• **TASK STATEMENT**: Every record shown below should be duplicated exactly.
━━━━━ DATA PROVIDED
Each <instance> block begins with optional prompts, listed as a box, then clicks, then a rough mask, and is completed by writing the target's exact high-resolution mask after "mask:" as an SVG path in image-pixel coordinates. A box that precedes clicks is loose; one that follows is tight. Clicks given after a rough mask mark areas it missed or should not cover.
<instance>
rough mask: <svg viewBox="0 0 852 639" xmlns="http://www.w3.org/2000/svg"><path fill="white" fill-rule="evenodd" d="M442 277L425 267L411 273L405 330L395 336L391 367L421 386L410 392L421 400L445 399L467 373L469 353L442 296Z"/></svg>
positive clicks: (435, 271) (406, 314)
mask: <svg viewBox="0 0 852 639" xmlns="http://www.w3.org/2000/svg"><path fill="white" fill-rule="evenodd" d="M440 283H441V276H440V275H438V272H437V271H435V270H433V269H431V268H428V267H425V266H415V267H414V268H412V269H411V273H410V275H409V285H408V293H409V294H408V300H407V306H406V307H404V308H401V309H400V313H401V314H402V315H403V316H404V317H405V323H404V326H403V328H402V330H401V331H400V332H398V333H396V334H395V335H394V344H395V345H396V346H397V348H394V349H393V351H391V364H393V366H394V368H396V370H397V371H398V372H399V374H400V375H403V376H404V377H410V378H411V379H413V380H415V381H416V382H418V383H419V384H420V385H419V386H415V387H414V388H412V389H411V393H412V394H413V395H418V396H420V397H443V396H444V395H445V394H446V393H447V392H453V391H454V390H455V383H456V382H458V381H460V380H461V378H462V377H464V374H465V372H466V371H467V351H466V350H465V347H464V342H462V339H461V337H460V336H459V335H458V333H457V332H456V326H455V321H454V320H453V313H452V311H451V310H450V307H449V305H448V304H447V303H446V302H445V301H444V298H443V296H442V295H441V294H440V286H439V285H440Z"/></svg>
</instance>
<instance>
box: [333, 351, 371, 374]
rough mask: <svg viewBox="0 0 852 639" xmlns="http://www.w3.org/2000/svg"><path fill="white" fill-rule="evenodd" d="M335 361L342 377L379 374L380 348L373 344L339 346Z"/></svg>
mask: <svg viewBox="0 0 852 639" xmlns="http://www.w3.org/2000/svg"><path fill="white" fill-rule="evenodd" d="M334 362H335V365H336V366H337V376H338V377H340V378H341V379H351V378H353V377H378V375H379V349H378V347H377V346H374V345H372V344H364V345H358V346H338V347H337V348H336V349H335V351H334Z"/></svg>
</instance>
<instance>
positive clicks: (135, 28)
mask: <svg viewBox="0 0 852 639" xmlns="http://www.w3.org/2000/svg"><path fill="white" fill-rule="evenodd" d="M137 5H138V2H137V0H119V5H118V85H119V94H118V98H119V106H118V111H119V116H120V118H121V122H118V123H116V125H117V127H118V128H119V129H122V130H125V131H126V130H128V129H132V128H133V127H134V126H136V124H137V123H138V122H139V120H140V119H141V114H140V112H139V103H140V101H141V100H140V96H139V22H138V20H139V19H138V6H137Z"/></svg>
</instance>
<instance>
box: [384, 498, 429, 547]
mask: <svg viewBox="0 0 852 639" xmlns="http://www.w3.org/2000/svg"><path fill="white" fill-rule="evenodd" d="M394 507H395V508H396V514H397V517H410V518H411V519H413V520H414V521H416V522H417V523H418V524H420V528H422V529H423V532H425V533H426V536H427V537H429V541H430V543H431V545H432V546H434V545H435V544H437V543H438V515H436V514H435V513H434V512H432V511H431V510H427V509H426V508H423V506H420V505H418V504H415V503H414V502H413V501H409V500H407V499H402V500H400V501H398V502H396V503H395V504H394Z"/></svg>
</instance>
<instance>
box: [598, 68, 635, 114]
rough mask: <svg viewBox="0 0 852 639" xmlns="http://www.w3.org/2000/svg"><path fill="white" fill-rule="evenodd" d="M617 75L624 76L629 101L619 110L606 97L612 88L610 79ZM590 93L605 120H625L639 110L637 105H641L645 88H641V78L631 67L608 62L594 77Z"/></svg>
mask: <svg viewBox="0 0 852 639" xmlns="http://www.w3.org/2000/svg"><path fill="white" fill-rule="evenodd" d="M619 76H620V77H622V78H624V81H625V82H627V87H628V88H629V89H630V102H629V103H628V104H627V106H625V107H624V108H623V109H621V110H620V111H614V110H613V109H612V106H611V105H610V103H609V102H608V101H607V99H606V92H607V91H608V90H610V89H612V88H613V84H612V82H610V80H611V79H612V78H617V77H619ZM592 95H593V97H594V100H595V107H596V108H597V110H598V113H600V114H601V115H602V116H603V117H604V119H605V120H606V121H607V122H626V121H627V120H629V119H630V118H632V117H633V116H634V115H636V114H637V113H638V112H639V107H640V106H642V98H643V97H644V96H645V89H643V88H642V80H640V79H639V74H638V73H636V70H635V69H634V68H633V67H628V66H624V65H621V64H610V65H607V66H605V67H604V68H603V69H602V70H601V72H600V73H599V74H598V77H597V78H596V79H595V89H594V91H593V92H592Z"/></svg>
━━━━━━━━━━
• **EXERCISE RESULT**:
Each <instance> block begins with optional prompts, listed as a box, then clicks, then a rough mask, and is completed by writing the target's exact high-resolution mask after "mask:" as an SVG path in image-pixel coordinates. A box that precedes clicks is loose; one that follows is tight. Clicks given after a rough mask mark areas it missed or should not cover.
<instance>
rough mask: <svg viewBox="0 0 852 639" xmlns="http://www.w3.org/2000/svg"><path fill="white" fill-rule="evenodd" d="M442 277L425 267L411 273L405 330L395 336L391 367L421 386L410 392L421 400L445 399L467 373L469 353L442 296Z"/></svg>
positive clicks: (435, 271) (406, 314)
mask: <svg viewBox="0 0 852 639" xmlns="http://www.w3.org/2000/svg"><path fill="white" fill-rule="evenodd" d="M440 283H441V276H440V275H438V272H437V271H435V270H433V269H431V268H428V267H425V266H415V267H414V268H412V269H411V273H410V275H409V285H408V293H409V294H408V300H407V306H406V307H404V308H401V309H400V313H401V314H402V315H403V316H404V317H405V323H404V326H403V328H402V330H401V331H400V332H398V333H396V334H395V335H394V344H395V345H396V346H397V348H394V349H393V351H391V364H393V366H394V368H396V370H397V371H398V372H399V374H400V375H403V376H404V377H410V378H411V379H413V380H415V381H416V382H418V383H419V384H420V385H419V386H415V387H414V388H412V389H411V393H412V394H413V395H418V396H420V397H443V396H444V395H445V394H446V393H447V392H453V391H454V390H455V383H456V382H458V381H460V380H461V378H462V377H464V374H465V372H466V371H467V351H466V350H465V347H464V342H462V339H461V337H460V336H459V335H458V333H457V332H456V326H455V321H454V320H453V313H452V311H451V310H450V307H449V305H448V304H447V303H446V302H445V301H444V298H443V296H442V295H441V294H440V286H439V285H440Z"/></svg>
</instance>
<instance>
box: [333, 351, 371, 374]
rough mask: <svg viewBox="0 0 852 639" xmlns="http://www.w3.org/2000/svg"><path fill="white" fill-rule="evenodd" d="M335 361L342 377L379 374L380 348L373 344L339 346Z"/></svg>
mask: <svg viewBox="0 0 852 639" xmlns="http://www.w3.org/2000/svg"><path fill="white" fill-rule="evenodd" d="M334 362H335V365H336V366H337V376H338V377H340V378H341V379H351V378H353V377H378V375H379V349H378V347H377V346H374V345H372V344H364V345H358V346H338V347H337V348H336V349H335V351H334Z"/></svg>
</instance>
<instance>
positive clicks: (135, 28)
mask: <svg viewBox="0 0 852 639" xmlns="http://www.w3.org/2000/svg"><path fill="white" fill-rule="evenodd" d="M137 5H138V2H137V0H119V5H118V85H119V94H118V98H119V106H118V111H119V116H120V118H121V122H118V123H116V125H117V127H118V128H119V129H122V130H125V131H126V130H128V129H132V128H133V127H134V126H136V124H137V123H138V122H139V120H140V119H141V114H140V112H139V103H140V101H141V100H140V96H139V22H138V20H139V19H138V6H137Z"/></svg>
</instance>
<instance>
box: [384, 498, 429, 547]
mask: <svg viewBox="0 0 852 639" xmlns="http://www.w3.org/2000/svg"><path fill="white" fill-rule="evenodd" d="M394 507H395V508H396V514H397V517H410V518H411V519H413V520H414V521H416V522H417V523H418V524H420V528H422V529H423V532H425V533H426V536H427V537H429V541H430V543H431V545H432V546H434V545H435V544H437V543H438V515H436V514H435V513H434V512H432V511H431V510H427V509H426V508H423V506H420V505H418V504H415V503H414V502H413V501H409V500H407V499H402V500H400V501H398V502H396V503H395V504H394Z"/></svg>
</instance>
<instance>
box: [598, 68, 635, 114]
rough mask: <svg viewBox="0 0 852 639" xmlns="http://www.w3.org/2000/svg"><path fill="white" fill-rule="evenodd" d="M617 75L624 76L629 101L619 110L606 97L612 88L610 79ZM590 93L605 120H625L639 110L637 105H641L645 88H641V78L631 67L608 62L594 77Z"/></svg>
mask: <svg viewBox="0 0 852 639" xmlns="http://www.w3.org/2000/svg"><path fill="white" fill-rule="evenodd" d="M619 76H620V77H622V78H624V81H625V82H627V87H628V88H629V89H630V102H629V103H628V104H627V106H625V107H624V108H623V109H621V110H620V111H614V110H613V109H612V106H611V105H610V103H609V102H608V101H607V99H606V92H607V91H608V90H610V89H612V88H613V84H612V82H610V80H611V79H612V78H617V77H619ZM592 95H593V97H594V100H595V107H596V108H597V110H598V113H600V114H601V115H602V116H603V117H604V119H605V120H606V121H607V122H626V121H627V120H629V119H630V118H632V117H633V116H634V115H636V114H637V113H638V112H639V107H640V106H642V98H643V97H644V96H645V89H643V88H642V80H640V79H639V74H638V73H636V70H635V69H634V68H633V67H628V66H624V65H621V64H610V65H607V66H605V67H604V68H603V69H602V70H601V72H600V73H599V74H598V77H597V78H596V79H595V89H594V91H593V92H592Z"/></svg>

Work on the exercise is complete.